What the task requires
Which of the lines below contain the word "hotel"? Pick out each of them and copy it in full.

Records supplied
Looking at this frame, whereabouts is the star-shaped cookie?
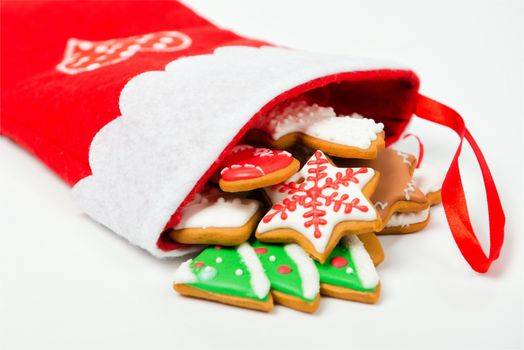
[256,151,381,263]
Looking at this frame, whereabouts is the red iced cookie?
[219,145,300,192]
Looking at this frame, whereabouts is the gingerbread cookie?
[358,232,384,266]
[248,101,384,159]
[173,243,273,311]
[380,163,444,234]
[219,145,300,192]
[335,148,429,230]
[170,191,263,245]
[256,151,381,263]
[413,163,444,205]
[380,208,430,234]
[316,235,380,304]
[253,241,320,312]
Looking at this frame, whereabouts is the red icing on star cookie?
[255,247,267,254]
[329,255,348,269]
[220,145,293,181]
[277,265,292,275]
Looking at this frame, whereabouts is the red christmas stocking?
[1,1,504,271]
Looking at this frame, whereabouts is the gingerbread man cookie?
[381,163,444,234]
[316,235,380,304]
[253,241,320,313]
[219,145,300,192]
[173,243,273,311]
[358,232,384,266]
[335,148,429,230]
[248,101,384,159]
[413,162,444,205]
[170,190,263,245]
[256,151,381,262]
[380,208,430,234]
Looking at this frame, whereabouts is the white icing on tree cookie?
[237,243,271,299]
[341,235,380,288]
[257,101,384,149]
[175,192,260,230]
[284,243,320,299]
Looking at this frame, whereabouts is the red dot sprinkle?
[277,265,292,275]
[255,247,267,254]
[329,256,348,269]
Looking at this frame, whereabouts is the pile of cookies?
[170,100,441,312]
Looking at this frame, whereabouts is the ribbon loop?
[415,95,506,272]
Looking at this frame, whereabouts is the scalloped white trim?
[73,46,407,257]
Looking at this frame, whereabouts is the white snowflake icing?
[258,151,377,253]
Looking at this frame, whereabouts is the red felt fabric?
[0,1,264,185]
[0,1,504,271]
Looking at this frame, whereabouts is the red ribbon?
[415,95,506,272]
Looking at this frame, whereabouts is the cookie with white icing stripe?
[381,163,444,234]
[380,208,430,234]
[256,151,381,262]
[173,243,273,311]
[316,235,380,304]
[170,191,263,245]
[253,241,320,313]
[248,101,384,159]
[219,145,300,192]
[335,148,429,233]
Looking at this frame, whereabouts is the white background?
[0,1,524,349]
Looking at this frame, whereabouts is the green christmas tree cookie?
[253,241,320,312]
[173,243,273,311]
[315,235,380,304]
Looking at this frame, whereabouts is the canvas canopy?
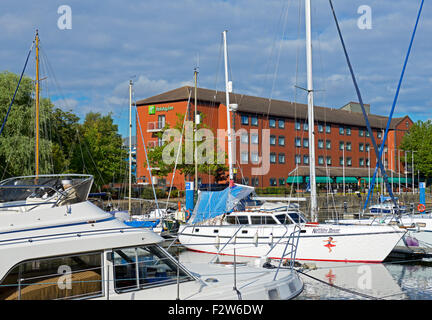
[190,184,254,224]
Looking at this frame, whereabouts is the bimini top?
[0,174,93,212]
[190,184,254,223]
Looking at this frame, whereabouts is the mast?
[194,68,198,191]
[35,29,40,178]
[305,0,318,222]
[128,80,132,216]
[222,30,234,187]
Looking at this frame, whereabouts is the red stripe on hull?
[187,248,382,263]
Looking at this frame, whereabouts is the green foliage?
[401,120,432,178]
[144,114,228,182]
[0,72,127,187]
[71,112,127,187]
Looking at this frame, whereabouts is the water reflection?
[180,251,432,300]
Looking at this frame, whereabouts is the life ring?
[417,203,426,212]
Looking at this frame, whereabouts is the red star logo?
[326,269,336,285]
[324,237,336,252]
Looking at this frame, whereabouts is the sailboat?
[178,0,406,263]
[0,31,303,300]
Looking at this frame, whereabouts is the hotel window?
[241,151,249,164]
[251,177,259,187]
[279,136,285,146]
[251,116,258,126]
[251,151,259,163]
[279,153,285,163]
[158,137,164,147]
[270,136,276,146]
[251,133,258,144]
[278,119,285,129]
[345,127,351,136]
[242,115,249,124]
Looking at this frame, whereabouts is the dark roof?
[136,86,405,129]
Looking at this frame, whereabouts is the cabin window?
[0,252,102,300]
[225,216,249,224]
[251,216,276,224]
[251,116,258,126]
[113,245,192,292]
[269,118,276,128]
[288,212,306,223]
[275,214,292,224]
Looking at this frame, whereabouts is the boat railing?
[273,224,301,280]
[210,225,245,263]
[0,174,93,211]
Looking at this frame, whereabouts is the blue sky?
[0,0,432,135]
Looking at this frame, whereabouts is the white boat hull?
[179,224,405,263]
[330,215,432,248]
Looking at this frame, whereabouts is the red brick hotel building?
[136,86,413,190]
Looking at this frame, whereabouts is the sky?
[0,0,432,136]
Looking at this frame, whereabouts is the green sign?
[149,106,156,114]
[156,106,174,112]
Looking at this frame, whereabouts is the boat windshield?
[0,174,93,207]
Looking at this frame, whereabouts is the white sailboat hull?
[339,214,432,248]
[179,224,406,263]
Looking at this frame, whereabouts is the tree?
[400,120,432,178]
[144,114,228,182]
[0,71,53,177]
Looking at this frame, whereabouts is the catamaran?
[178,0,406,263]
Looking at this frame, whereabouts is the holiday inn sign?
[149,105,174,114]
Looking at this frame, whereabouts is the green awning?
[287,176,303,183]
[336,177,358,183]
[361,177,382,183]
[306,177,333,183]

Task output
Looking at this frame, whereabouts is the hotel window?
Looking at this frame, whereabouts is the red brick hotel building?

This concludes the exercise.